### WHAT NEEDS TO BE DONE
Return every line of the entries below that contains the word "form", copying each line in full. Case counts.

+ + + +

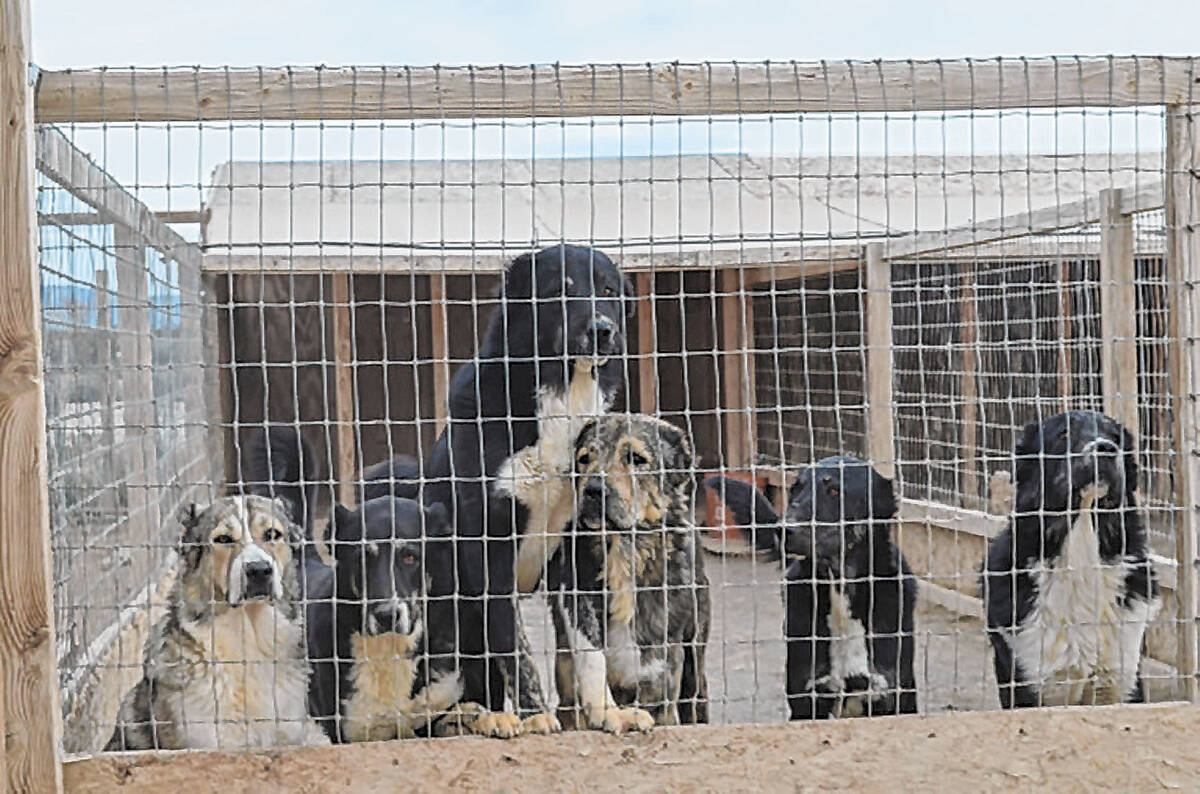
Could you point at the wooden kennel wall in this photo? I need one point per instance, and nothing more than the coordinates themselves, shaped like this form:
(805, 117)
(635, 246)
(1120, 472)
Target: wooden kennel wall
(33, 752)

+ + + +

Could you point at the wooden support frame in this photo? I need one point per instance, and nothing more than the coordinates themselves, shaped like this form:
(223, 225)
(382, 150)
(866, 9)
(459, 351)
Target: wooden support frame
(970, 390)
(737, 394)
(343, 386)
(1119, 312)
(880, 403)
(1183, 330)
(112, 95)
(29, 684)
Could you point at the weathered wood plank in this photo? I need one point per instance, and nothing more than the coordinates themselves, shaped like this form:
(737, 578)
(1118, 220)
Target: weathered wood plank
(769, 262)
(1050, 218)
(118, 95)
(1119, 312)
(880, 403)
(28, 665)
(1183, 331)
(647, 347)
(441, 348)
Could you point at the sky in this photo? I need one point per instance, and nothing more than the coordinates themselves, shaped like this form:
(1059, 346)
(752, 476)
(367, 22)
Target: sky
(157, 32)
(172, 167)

+ + + +

### RESULT
Could you point at the wooden kennel wall in this photo? I need one point per instance, and nothing more than the coordinates themselves, shaped like this form:
Could you point at the wooden support frame in this photo? I need one point per instance, and nothing more than the coordinates themselves, shaped like this form:
Could you point at the weathered wood plank in this photo? I need one point per instance, and nothing more than the coordinates themselves, shaped like this form:
Could you point at the sky in this photo? I need one point per instance, and nothing more than the coordinates themselves, shaped like this form:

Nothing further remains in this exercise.